_WHAT NEEDS TO BE DONE_.
Repeat the lines below, changing each "thickest part" to "widest part" and leaving everything else untouched.

_INFORMATION SUPPLIED_.
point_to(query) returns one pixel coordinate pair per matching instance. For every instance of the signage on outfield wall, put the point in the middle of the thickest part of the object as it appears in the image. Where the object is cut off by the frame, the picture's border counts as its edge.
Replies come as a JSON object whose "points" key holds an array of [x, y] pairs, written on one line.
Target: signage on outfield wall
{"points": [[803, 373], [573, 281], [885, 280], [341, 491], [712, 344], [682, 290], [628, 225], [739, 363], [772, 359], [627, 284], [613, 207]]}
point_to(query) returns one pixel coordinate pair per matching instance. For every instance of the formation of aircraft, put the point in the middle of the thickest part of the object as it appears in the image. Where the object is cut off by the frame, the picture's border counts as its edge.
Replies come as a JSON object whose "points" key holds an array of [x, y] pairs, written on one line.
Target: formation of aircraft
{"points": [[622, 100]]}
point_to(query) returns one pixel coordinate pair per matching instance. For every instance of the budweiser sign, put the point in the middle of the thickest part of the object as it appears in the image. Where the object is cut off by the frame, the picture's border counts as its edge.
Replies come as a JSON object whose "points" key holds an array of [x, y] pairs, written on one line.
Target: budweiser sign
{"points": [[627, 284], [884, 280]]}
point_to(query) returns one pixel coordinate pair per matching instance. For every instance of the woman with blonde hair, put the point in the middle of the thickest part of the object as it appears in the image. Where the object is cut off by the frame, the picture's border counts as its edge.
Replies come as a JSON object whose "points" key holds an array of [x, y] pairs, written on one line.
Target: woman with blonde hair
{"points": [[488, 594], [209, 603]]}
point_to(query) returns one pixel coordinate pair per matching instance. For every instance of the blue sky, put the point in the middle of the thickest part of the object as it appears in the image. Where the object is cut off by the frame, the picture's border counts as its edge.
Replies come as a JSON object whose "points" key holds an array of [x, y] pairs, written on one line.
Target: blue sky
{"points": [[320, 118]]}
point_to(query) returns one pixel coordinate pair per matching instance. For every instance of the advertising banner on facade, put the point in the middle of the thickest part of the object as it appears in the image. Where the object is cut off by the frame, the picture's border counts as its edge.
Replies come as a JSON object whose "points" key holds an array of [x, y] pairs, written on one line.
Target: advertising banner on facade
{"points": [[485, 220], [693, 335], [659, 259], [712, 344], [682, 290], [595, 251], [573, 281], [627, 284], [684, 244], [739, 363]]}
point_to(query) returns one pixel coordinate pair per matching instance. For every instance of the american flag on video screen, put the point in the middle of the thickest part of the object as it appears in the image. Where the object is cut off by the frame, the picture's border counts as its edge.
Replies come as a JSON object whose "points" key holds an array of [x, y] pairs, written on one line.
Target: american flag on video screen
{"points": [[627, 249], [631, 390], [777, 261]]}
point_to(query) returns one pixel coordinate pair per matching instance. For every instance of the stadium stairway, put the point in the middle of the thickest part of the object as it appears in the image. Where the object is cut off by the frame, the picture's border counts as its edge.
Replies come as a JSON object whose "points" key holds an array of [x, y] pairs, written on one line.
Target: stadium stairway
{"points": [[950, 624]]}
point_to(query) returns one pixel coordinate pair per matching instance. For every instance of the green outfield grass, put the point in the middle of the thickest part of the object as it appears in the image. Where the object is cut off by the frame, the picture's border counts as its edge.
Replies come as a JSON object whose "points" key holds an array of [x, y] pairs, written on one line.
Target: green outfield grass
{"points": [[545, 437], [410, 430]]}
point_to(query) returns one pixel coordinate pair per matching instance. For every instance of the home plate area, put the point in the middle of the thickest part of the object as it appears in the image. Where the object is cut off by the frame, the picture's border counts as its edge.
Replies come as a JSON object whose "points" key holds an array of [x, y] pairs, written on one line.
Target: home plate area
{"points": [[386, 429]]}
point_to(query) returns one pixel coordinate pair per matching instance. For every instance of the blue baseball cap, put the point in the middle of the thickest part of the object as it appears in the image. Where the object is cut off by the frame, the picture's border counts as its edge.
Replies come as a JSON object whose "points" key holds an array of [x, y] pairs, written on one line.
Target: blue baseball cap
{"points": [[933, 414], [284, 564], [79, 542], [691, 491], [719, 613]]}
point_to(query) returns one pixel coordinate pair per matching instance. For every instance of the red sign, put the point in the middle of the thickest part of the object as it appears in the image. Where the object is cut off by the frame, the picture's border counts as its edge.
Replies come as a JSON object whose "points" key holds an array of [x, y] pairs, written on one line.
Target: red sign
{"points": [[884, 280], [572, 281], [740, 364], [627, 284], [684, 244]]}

_EXERCISE ANSWER_.
point_to(query) returns one pixel coordinate pair per matching instance. For every instance of the signage on outfield wall, put the point in the middle of the widest part of the object as it appears in the image. Where the object is cut off by the frame, the picture's border counts as its edge.
Replies come as a JSON object whose "points" key holds an array of [x, y] pairs, written on one line.
Target: signage on outfield wall
{"points": [[803, 373], [573, 281], [885, 280], [341, 491], [712, 344], [682, 290], [628, 225], [739, 363], [772, 359], [627, 284], [613, 207]]}
point_to(query) returns one pixel coordinate pair per matching instance. For every instance of the formation of aircraft, put the point in the middle of the widest part of the object as it appears in the image. Where the object is cut off by the frame, the picture's border counts as its edge.
Replies come as a JSON object whose "points" key holds an array of [x, y] pairs, written on one line.
Target: formation of aircraft
{"points": [[622, 100]]}
point_to(query) returns one pixel coordinate pair per matching instance. For every instance of the budweiser sign, put the point in the middle of the widest part of the object as it appears in the image. Where the object is cut off by the frame, the picture's border counts as its edge.
Replies come as a JSON object whose "points" key holds an array of [x, y] pairs, written on one line.
Target: budweiser sign
{"points": [[627, 284], [884, 280]]}
point_to(query) returns one pixel coordinate pair per matching instance. For every instance of the woman with blonde hair, put the point in the middle of the widest part of the object as it appears in the image. Where the object is cut off by the frame, the picture's border counts as its edge.
Replies come as a JSON object whose "points" key holds an array of [x, y] pairs, written on one line.
Target: woman with blonde hair
{"points": [[488, 594], [209, 603]]}
point_to(query) returns one pixel coordinate pair per matching instance. For every instance of the blue sky, put the point in the middle of the widest part of the object as it appears in the image. Where the object is cut off by the frame, the picture's border counts as its edge.
Replies come as a JSON object whose "points" key holds an array of [x, y] pairs, written on one line.
Target: blue sky
{"points": [[320, 118]]}
point_to(query) returns one pixel coordinate pair per matching instance. For every instance of the advertising banner on facade, put the point in the middle of the widest part of the object as it appears in the image. Where the object is cut off by the frame, the picture's border counts as its edge.
Replies come as a JSON object whose "points" key holds an array of [x, y] pairs, written on one line.
Target: advertising banner on facade
{"points": [[485, 220], [693, 335], [659, 259], [712, 344], [682, 290], [595, 251], [573, 281], [627, 284], [684, 244], [739, 363]]}
point_to(query) returns one pixel coordinate pair per matching instance. For every instance of the american flag on video screen, put the point in the middle of the widest part of the object as it appears in the image. Where the object is cut off by the frame, the picture's border counts as its edge.
Replies come as a JSON object whose "points" key holds an array of [x, y] pairs, written on one line.
Target: american flag on video screen
{"points": [[627, 249], [631, 390], [777, 261]]}
point_to(query) returns one pixel coordinate pair per matching instance. For every instance of the stadium stairway, put the point in the middle of the widest part of the object as it appears in the image. Where the object is cut off by the frame, the picture's border counts as its edge.
Replies come as a JSON object whose "points" key holds an array of [x, y] pairs, written on one line.
Target: stadium stairway
{"points": [[950, 624]]}
point_to(query) returns one pixel coordinate pair per matching instance. For every instance of the green outfield grass, put the point in the middle of the widest part of the object as it appears in the image. Where the object is cut off by the frame, the picture's border counts as its edge.
Replies come as a JSON object whose "points" key holds an array of [x, y] pairs, written on one line.
Target: green outfield grass
{"points": [[545, 437], [410, 430]]}
point_to(query) returns one pixel coordinate pair per matching instance. For every instance of the home plate area, put the point in the middle of the widest part of the object as it appears in the image. Where the object is cut off by the frame, the picture's border counts as its edge.
Replies come as a JSON object whose "points" key holds an array of [x, y] pairs, written on one line.
Target: home plate area
{"points": [[386, 429]]}
point_to(query) returns one pixel coordinate pair per matching instance. For every instance of the blue baseball cap, put the point in the middle of the widest part of the object as it appears in the image. Where the object is cut off by the frame, the picture's border counts as its edge.
Replies come as a JSON object whose "points" key holds an array of [x, y] pairs, written on one line.
Target: blue baseball cap
{"points": [[933, 414], [284, 564], [79, 542], [691, 491], [719, 613]]}
point_to(query) returns one pixel coordinate pair per matching instance. For every instance of the red sign, put the point in the middle of the widest part of the object as it appears in the image. Where the object is cut off by the frame, the picture's border counts as its edge.
Replies come as a JSON object whose "points" key holds an array of [x, y] pairs, written on one line.
Target: red sign
{"points": [[884, 280], [572, 281], [740, 364], [627, 284], [684, 244]]}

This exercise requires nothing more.